((

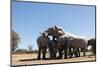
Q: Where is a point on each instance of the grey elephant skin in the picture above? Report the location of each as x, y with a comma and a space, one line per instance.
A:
43, 43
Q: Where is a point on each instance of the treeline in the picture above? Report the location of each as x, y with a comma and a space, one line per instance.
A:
25, 51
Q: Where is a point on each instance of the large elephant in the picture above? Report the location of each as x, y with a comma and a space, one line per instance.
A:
63, 38
92, 42
43, 43
76, 44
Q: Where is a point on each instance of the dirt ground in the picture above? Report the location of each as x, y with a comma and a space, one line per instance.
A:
30, 59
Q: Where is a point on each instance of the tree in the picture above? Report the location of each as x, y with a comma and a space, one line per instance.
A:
15, 40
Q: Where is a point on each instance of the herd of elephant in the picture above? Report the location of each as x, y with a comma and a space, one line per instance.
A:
61, 44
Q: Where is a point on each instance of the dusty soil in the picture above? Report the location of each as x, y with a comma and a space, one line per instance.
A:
30, 59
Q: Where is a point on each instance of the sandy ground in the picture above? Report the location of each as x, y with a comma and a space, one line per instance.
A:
30, 59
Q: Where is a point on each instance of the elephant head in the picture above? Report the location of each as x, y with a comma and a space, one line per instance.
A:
54, 31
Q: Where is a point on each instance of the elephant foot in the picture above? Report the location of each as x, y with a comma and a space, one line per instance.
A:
38, 58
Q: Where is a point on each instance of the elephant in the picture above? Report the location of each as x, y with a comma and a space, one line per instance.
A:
76, 44
63, 38
43, 43
53, 50
92, 42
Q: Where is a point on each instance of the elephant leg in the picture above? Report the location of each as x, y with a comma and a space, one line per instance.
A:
70, 53
75, 52
39, 54
55, 51
44, 53
84, 52
65, 52
78, 52
50, 53
60, 53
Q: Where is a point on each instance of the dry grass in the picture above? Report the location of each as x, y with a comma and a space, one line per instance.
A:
30, 59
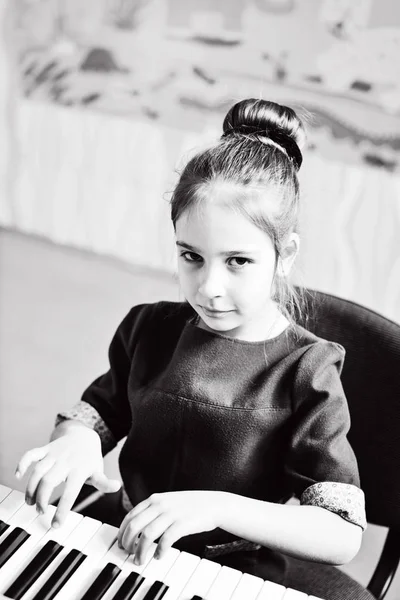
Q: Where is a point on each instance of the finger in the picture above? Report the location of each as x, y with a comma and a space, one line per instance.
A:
131, 514
46, 486
149, 534
102, 483
72, 488
28, 458
169, 537
38, 472
135, 526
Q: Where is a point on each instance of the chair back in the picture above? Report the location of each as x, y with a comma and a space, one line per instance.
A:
371, 381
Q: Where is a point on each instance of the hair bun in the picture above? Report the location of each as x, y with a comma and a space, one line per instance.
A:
269, 120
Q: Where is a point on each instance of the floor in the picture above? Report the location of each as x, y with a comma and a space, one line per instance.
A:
58, 310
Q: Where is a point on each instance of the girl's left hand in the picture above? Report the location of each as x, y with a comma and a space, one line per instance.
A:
169, 516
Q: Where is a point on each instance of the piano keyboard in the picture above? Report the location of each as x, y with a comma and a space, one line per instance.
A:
81, 561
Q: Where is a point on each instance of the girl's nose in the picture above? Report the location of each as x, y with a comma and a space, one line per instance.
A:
211, 284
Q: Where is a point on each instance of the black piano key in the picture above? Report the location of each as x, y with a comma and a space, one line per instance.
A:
61, 575
3, 527
102, 582
10, 545
130, 586
157, 591
33, 570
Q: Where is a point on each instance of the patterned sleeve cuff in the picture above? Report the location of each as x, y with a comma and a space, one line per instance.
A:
86, 414
344, 499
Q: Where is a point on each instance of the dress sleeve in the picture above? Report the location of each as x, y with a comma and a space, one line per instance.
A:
104, 405
321, 468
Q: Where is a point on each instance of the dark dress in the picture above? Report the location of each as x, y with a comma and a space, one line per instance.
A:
200, 410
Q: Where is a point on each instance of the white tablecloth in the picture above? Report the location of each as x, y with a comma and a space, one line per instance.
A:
100, 182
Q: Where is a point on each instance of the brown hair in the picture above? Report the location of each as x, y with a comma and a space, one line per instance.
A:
259, 150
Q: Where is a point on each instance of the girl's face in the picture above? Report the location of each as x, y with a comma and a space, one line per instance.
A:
226, 268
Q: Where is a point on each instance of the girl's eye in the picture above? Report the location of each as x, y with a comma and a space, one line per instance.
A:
191, 256
239, 261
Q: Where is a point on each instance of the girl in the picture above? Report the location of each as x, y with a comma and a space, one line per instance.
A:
229, 408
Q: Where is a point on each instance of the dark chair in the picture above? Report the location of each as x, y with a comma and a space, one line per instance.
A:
371, 381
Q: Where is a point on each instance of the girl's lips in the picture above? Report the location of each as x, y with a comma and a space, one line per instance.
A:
214, 313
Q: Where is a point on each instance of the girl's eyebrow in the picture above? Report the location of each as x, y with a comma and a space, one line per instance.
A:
188, 246
228, 253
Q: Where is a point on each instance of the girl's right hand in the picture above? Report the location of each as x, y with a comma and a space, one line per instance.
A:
75, 458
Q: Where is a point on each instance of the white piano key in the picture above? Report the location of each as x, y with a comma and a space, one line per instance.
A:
179, 574
127, 568
11, 504
201, 580
21, 518
224, 585
41, 531
248, 588
156, 570
22, 557
271, 591
4, 492
291, 594
75, 532
96, 548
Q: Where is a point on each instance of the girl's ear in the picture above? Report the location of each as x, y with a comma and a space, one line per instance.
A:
288, 254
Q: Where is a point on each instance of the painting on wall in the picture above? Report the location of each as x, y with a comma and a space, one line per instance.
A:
183, 62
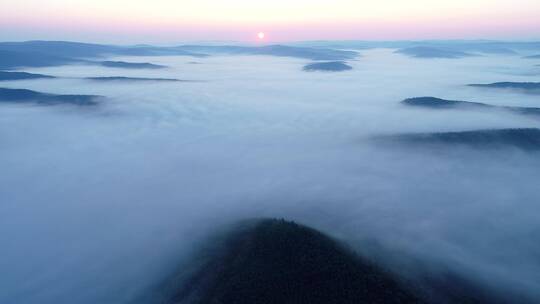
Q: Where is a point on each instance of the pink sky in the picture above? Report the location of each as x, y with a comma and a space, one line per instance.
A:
167, 21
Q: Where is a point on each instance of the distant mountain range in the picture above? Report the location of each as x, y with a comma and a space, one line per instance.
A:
121, 78
525, 139
437, 103
532, 87
53, 53
21, 76
431, 52
333, 66
131, 65
33, 97
467, 46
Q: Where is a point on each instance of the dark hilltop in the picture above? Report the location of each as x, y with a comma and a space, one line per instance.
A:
131, 65
526, 139
333, 66
21, 76
530, 87
438, 103
33, 97
279, 262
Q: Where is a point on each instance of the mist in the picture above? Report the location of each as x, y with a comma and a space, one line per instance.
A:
100, 204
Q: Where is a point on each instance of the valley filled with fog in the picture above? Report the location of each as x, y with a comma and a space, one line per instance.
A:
115, 194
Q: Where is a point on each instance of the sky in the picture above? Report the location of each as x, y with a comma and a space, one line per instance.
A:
170, 21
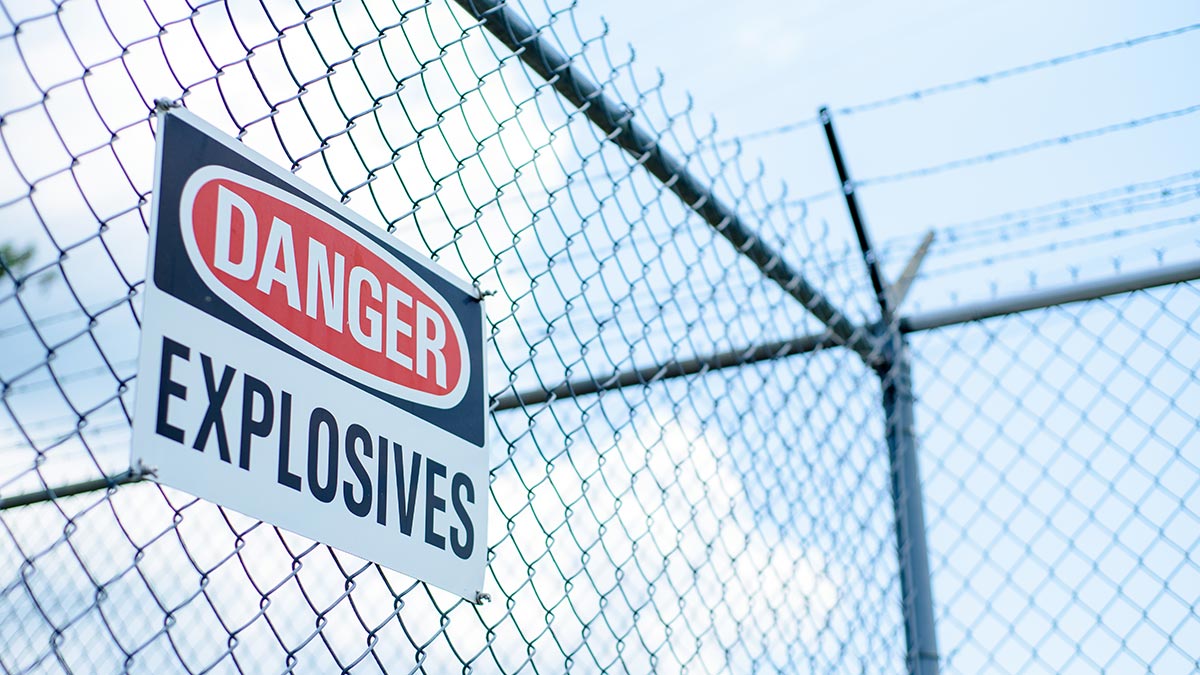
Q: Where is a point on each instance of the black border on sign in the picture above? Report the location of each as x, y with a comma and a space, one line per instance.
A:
189, 143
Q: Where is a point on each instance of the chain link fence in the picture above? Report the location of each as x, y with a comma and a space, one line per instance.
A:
1061, 453
690, 464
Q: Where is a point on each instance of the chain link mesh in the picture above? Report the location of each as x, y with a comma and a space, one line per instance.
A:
729, 521
737, 519
1060, 449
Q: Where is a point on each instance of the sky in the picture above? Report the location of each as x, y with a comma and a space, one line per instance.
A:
778, 64
611, 273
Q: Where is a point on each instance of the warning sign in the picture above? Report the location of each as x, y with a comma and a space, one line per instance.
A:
303, 368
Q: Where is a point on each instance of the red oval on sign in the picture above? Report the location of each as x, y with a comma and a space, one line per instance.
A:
337, 296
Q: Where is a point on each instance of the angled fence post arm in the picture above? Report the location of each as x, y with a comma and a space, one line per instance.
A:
894, 368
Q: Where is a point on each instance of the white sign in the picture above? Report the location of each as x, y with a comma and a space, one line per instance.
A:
301, 366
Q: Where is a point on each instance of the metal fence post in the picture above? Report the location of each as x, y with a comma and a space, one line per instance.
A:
894, 369
916, 589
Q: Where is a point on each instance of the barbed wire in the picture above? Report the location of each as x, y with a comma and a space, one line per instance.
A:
999, 223
954, 85
1024, 149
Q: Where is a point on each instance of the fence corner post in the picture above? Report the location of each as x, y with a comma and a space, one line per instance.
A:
916, 584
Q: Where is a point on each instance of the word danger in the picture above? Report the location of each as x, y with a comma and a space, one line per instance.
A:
286, 263
337, 463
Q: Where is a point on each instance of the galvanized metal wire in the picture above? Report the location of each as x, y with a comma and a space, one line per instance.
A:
688, 471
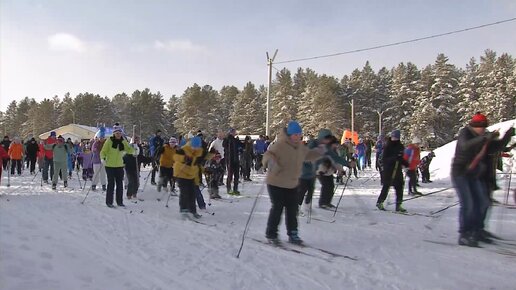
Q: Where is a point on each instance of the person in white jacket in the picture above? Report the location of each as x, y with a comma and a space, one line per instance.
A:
217, 145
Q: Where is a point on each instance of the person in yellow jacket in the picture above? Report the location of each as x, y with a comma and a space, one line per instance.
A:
166, 164
111, 156
186, 170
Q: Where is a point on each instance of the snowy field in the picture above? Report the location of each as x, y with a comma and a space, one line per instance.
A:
49, 240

))

◆ THE PROBLEM ◆
Repeat the lines from the line containing "Q: Where is a point on each instance of the warning" through the end of the material above exactly, with no pictures and nothing else.

◆ EXPECTED ANSWER ◆
Q: Where is a point on each instance of the warning sign in the picture above? Report the location of each as x, y with a comma and a space, one line per instance.
A:
303, 368
Q: Where is a point on each instance of the red oval on sign in the picture above? Report the location of each as x, y with a comma and a space, one line per instance.
A:
337, 296
Q: Where is a point on each instance of the angled fence post arm in the picture above? Report the location of each as x, y with a comma and a space, one line per instance.
A:
894, 368
Q: Where is a point on each instance of the white sign in the picture above? Report the location of each as x, y with a comma and a space, one line per instance.
A:
301, 366
Q: Where is a point on each instance of the metal fence post in the picture above? Report the location of each as x, y with a comma and a space, one line per instance.
A:
894, 369
916, 589
Q: Where is a point on each instance of the barbed wire in the picture above? Report the location of each as x, y with a comma and a space, one line per instance.
A:
999, 223
954, 85
1024, 149
Q: Where is a point on each instance of the fence corner post in the picture above? Report the location of each as x, y with a comma and a space, one line per instance.
A:
916, 584
Q: Where is a point on each instance of the word danger in the picture above? Report the location of each as x, y with a comma and a space, one line per instance.
A:
286, 263
337, 463
Q: Where is a point on each instance of the galvanized metal wire in the picture above? Report the location of each as x, y with a comma and a space, one line per instance.
A:
688, 471
Q: Where is a point on each instance of the person in white jacket in the picture above? Report the location of each as x, y with a comma and a space, one line per instance.
A:
217, 145
Q: Where is a point on each instance of the person in yellow jacket in the picture above? Report the location of each as x, y with a comma and a space, one line per instance.
A:
166, 164
111, 156
186, 170
Q: Where is a point on each instance of the snowy field in the picture above? Report the location of each as x, y with a comma and a space, one line per instance.
A:
49, 240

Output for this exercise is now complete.